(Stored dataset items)

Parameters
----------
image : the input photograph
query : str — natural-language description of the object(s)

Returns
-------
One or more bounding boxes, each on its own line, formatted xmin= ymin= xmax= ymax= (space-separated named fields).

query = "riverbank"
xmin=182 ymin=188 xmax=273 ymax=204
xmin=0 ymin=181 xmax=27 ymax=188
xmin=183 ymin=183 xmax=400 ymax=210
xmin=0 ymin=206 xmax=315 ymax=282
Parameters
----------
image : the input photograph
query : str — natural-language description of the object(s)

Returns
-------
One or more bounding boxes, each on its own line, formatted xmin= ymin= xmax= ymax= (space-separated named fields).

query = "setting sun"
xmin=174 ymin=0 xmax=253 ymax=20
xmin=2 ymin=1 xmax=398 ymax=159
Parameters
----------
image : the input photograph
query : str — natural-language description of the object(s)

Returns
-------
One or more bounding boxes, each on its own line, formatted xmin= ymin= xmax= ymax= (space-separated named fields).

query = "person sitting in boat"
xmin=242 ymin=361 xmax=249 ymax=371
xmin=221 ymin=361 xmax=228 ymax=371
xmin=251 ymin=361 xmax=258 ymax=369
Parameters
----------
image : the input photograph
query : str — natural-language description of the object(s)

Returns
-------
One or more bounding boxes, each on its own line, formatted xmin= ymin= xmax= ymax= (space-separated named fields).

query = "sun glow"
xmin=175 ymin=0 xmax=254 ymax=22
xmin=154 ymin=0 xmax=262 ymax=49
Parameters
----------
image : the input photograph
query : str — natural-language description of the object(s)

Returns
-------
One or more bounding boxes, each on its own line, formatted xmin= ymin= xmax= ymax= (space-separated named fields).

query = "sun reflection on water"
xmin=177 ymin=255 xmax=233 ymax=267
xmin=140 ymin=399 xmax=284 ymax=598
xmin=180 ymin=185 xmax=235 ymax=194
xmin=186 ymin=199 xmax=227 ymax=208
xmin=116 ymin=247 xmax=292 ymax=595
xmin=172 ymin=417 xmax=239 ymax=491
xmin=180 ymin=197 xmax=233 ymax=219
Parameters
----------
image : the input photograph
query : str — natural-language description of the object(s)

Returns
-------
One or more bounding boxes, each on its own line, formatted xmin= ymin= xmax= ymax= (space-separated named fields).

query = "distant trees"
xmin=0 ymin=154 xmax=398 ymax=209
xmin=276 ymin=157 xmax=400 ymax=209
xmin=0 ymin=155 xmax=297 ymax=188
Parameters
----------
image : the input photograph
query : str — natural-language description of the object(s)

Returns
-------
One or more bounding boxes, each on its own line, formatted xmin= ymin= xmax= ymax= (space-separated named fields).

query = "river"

§ **Problem requirements**: With no line omitted, copy all the data exactly.

§ **The completed task**:
Parameters
----------
image : the input photograph
query : str — natural-language description of the object(s)

Returns
-------
One or more bounding boxes, each on its own line, formatted xmin= ymin= xmax= ymax= (space-separated named fields).

query = "riverbank"
xmin=182 ymin=188 xmax=273 ymax=204
xmin=0 ymin=181 xmax=27 ymax=188
xmin=183 ymin=183 xmax=400 ymax=210
xmin=0 ymin=206 xmax=315 ymax=282
Parameters
----------
image : the input photograph
query : str — natural-language description of the object(s)

Returns
-------
One or more bounding boxes, each on its own line, formatted xmin= ymin= xmax= ymax= (space-separated named fields).

query = "setting sun"
xmin=174 ymin=0 xmax=253 ymax=20
xmin=2 ymin=1 xmax=398 ymax=159
Parameters
----------
image : the input photograph
query : str — natural-language description of the object(s)

Returns
-------
One or more bounding boxes, each on its own line, formatted xmin= ymin= xmax= ymax= (space-separated named fields).

query = "person sitting in boat"
xmin=242 ymin=361 xmax=249 ymax=371
xmin=221 ymin=361 xmax=228 ymax=371
xmin=251 ymin=361 xmax=258 ymax=369
Parameters
----------
image : the input photograph
query : str — natural-language description of the object(s)

Returns
-------
One or more bounding boxes, each on its own line, formatted xmin= ymin= xmax= ymax= (space-separated named fields).

query = "sun glow"
xmin=175 ymin=0 xmax=254 ymax=22
xmin=154 ymin=0 xmax=262 ymax=49
Parameters
----------
image : the input photograph
query : str — natural-language description of the object(s)

Returns
-------
One or more bounding boxes, each on its own line, formatted xmin= ymin= xmax= ymax= (space-separated named fields).

query = "sun reflection on water"
xmin=177 ymin=255 xmax=233 ymax=267
xmin=140 ymin=399 xmax=284 ymax=598
xmin=180 ymin=185 xmax=235 ymax=194
xmin=186 ymin=199 xmax=227 ymax=208
xmin=116 ymin=247 xmax=292 ymax=595
xmin=172 ymin=417 xmax=239 ymax=491
xmin=180 ymin=197 xmax=233 ymax=219
Parameters
----------
image : the input photograph
query : str — natural-language description of the object(s)

Returns
-------
One or more bounding boxes, each on its own line, formatted xmin= ymin= xmax= ymax= (space-separated named fields).

query = "distant trees"
xmin=0 ymin=154 xmax=398 ymax=209
xmin=276 ymin=157 xmax=400 ymax=209
xmin=0 ymin=155 xmax=297 ymax=188
Parameters
----------
image : the input photograph
query : str — natural-language description of the object(s)

Returns
-------
One or more bounding boxes, each on its own line, formatted xmin= ymin= xmax= ymax= (space-separated named fields).

query = "river"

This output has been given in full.